◆ Record extracts:
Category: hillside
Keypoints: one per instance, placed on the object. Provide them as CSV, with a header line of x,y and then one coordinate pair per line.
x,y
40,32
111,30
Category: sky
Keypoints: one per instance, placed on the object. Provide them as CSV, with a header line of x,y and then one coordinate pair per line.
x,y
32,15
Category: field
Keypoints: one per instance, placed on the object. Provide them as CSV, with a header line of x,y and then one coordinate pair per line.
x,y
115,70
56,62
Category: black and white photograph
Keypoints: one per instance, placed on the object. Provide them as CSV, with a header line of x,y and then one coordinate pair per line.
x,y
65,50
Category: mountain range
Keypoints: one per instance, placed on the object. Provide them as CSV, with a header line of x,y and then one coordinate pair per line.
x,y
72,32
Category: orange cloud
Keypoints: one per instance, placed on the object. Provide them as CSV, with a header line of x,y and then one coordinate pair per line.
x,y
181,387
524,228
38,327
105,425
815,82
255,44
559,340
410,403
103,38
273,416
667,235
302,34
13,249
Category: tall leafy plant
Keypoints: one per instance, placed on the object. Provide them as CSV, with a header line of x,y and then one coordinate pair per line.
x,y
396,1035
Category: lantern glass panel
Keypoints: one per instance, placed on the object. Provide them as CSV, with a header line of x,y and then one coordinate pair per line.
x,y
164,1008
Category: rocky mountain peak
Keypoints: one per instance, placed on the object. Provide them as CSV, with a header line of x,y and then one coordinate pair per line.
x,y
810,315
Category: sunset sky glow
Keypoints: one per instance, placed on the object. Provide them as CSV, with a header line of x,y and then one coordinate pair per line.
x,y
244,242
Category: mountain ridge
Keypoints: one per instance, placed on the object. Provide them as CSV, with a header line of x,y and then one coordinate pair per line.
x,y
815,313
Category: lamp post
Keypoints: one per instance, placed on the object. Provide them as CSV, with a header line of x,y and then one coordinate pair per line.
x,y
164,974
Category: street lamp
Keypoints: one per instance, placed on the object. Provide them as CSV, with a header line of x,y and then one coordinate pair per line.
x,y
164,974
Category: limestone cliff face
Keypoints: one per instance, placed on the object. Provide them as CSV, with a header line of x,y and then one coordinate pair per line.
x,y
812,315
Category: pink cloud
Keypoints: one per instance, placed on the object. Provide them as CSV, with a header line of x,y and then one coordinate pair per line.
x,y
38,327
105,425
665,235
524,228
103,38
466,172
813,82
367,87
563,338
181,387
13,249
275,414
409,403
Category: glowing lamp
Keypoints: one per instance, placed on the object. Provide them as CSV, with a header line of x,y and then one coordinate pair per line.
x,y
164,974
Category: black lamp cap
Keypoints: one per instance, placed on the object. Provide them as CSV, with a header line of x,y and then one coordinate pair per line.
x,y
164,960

◆ Requirement:
From the line holding "Category: pink cloud" through the last line above, reproduce each line exactly and add nothing.

◆ Task result:
Category: pink cloud
Keypoints: one per instance, placed on the object. Provide them as CSV, with a header line of x,y and then one coordinate pair per line.
x,y
38,327
105,425
665,235
524,228
103,38
466,172
813,82
367,87
563,338
181,387
13,249
275,414
409,403
Category: glowing lamp
Keypoints: one per instance, placed on the object. Provide them as CSV, with a header line of x,y and then one coordinate pair per line.
x,y
164,974
Category: black lamp cap
Keypoints: one per instance, placed on the object. Provide them as CSV, with a header line of x,y and then one coordinate pair per line.
x,y
164,960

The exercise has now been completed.